Referring expression grounding data:
== Segment start ==

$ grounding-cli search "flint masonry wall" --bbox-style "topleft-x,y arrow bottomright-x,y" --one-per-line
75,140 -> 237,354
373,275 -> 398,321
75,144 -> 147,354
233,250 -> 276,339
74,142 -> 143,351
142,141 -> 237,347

== Segment end ==

• Your instructions
Set down every entry again, word for word.

• Reply
$ grounding-cli search "flint masonry wall" --bbox-style "topleft-x,y arrow bottomright-x,y" --one-per-line
75,140 -> 237,354
373,275 -> 398,321
75,144 -> 147,354
233,250 -> 276,339
74,142 -> 143,351
142,141 -> 237,347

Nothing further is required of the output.